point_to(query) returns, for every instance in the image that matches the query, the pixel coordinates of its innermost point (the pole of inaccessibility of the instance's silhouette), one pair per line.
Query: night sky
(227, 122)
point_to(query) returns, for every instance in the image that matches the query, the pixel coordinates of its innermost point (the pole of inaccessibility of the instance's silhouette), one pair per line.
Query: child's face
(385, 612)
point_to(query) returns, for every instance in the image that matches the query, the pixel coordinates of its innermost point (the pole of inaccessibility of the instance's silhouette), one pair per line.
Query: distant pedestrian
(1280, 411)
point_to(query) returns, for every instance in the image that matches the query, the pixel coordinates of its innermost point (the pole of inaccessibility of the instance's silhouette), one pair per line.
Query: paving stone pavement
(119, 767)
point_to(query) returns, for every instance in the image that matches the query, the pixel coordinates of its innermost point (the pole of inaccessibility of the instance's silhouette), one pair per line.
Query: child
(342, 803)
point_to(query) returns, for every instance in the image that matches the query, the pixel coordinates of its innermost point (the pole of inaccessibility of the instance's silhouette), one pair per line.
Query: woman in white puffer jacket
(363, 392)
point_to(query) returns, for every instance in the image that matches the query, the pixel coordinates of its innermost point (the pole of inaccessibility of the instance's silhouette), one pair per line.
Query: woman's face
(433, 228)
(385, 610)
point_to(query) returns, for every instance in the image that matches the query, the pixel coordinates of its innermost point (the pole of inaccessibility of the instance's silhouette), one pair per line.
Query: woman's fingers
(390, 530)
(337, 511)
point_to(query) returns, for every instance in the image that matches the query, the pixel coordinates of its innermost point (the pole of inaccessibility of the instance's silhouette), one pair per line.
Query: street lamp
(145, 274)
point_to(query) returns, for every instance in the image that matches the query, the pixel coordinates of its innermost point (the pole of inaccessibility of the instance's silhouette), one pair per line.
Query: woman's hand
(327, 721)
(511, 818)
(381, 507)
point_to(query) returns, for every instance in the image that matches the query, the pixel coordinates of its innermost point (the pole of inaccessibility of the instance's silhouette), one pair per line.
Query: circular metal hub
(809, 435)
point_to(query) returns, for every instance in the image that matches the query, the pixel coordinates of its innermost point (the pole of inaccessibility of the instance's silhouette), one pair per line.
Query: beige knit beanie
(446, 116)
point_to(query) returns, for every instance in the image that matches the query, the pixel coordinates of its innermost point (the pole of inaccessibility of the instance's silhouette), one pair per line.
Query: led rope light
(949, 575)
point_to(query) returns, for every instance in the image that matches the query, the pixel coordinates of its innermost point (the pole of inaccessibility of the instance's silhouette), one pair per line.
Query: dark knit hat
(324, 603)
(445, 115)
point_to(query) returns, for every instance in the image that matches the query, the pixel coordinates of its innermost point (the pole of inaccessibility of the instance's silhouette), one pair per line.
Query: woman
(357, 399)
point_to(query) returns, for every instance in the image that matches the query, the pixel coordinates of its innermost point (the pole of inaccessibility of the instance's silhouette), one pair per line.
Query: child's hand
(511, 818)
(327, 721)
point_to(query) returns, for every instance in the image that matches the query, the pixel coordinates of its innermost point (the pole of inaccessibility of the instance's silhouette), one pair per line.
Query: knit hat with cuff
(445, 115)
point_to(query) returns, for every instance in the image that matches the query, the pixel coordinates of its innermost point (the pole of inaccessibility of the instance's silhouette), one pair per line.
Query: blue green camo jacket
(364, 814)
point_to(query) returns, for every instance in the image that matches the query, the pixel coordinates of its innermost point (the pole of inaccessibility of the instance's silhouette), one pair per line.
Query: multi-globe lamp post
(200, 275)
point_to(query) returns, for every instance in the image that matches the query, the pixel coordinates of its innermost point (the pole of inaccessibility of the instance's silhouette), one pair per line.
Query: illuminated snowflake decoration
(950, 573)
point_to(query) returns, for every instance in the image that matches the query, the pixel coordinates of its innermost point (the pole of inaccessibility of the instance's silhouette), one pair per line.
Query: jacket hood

══════════

WHAT YOU HAVE TO DO
All the entries should be written out again precisely.

EXPECTED OUTPUT
point_to(query) returns, for every instance in the image that matches the query, the pixel coordinates of its innermost point (the pole of inaccessibility of the instance's silhouette), one pair per line.
Query: night sky
(227, 122)
point_to(query) returns, for every instance in the image that matches the query, the pixel coordinates of its innermost point (the pole of inaccessibility of the instance's silhouette), one pair per line.
Query: child's face
(385, 612)
point_to(query) returns, for every instance in the image that matches the query, the pixel coordinates of its innermost point (the pole of inaccessibility of the instance's silhouette), one pair per line.
Query: distant pedestrian
(1280, 411)
point_to(query) returns, for every instance in the image that matches the query, the pixel coordinates of its innermost point (the pole of inaccessibility of the instance's silhouette), one pair per line.
Query: paving stone pavement
(119, 767)
point_to(query) returns, for every instance in the image that matches the query, the pixel coordinates of its innermost point (the pole of inaccessibility of the instance's silhouette), one pair per line.
Query: child
(342, 803)
point_to(query) returns, for every instance in the image that matches the query, the pixel coordinates of its innermost point (the pole of inaccessibility of the instance's silhouette), one pair per line.
Query: woman in white puffer jacket
(363, 392)
point_to(query) returns, for every instance in the image that matches the query, the pixel coordinates of its innermost point (the pole of inaccessibility of the instance's silhouette), one pair per line.
Query: woman's face
(433, 228)
(385, 610)
point_to(query) returns, for every instance in the image that matches the query, the pixel coordinates of its innermost point (the pole of inaccessibility of the instance's silhouette), one pair per line.
Query: woman's fingers
(390, 530)
(337, 511)
point_to(query) returns, for every instance in the image that matches the query, the pixel coordinates of its innermost point (the pole of inaccessibility of the instance's silhouette), one pair per line.
Query: street lamp
(145, 274)
point_to(query) returns, for every instance in the image that matches the query, the pixel coordinates of its innermost point (the pole of inaccessibility of the instance's silhouette), one pair per line.
Query: woman's hand
(327, 721)
(511, 818)
(381, 507)
point_to(query) returns, for every instance in the image that matches the query, the pixel coordinates of its innermost point (the pole of inaccessibility of the instance's silhouette), one pair per line.
Query: circular metal hub
(809, 435)
point_to(query) returns, for every instance in the image that matches the query, the pixel coordinates of its innermost point (the pole of inaccessibility of the instance's silhouette), one pair per line.
Query: beige knit beanie
(446, 116)
point_to(query) returns, for every instance in the image that matches the query, the pixel coordinates of its innermost point (the pole of inaccessibility of the instance's silhouette), one pair per line.
Query: led rope light
(949, 575)
point_to(query) returns, for every instance in the image that matches the query, the pixel coordinates of its innermost point (the pole of inaccessibility of the instance's silhouette), one pair per line.
Query: dark knit hat
(324, 603)
(445, 115)
point_to(query) returns, for every instance in the image that matches the query, the pixel coordinates of its innermost point (the pole of inaccessibility of the instance's silhouette), one pair per line.
Query: woman
(357, 399)
point_to(query) returns, for every instance in the image that matches the query, the pixel coordinates of its innermost point (the pole of inaccessibility of the instance's silhouette), one pair per line.
Query: child's hand
(511, 818)
(327, 721)
point_to(query) returns, for every instance in the image that matches the query, the pixel coordinates of its innermost point (the pole of inaccessibility of the instance's silhouette), one pair per line.
Query: knit hat with cuff
(445, 115)
point_to(query) returns, for every instance in the image that matches the query, the pixel coordinates of its innermost point (the pole of inaccessibility of the instance's silhouette), one pair per line.
Query: blue green camo jacket
(364, 814)
point_to(query) returns, for every instance in the image that matches the query, the pixel coordinates of its innermost point (the pole of inaccessibility of the instance's silhouette), one pair per line.
Query: multi-globe lamp post
(200, 275)
point_to(query) returns, for every instance in the image that matches the query, the pixel coordinates of its innermost point (the pole of inaccessibility of the instance's silhouette), one pair per line.
Query: illuminated snowflake decoration
(950, 573)
point_to(query) returns, for every instance in the image that matches the query, the pixel coordinates of its innermost point (the pole of inaccessibility of the instance's silhouette), one pair per line.
Query: jacket hood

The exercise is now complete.